Records from a point labeling set:

+ + + + +

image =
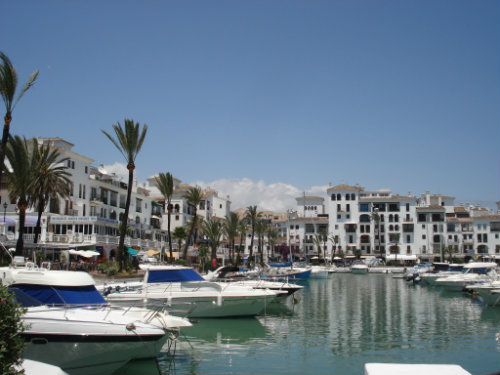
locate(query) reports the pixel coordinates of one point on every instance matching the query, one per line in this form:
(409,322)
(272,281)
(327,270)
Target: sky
(267,100)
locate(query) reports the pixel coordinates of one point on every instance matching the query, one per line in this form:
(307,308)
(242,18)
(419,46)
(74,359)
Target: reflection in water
(341,323)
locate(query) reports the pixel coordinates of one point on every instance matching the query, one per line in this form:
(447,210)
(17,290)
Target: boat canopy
(172,275)
(289,264)
(62,295)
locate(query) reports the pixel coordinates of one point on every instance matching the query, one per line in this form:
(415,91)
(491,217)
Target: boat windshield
(62,295)
(173,275)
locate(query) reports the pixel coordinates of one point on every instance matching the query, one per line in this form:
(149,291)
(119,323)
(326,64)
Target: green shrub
(109,268)
(11,342)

+ + + + +

REQUIREMENTS
Please gather every line of the data above that contains the string "boat", and copy each one in full.

ANSWER TO THIS EXERCISE
Target: boat canopy
Target: boat windshield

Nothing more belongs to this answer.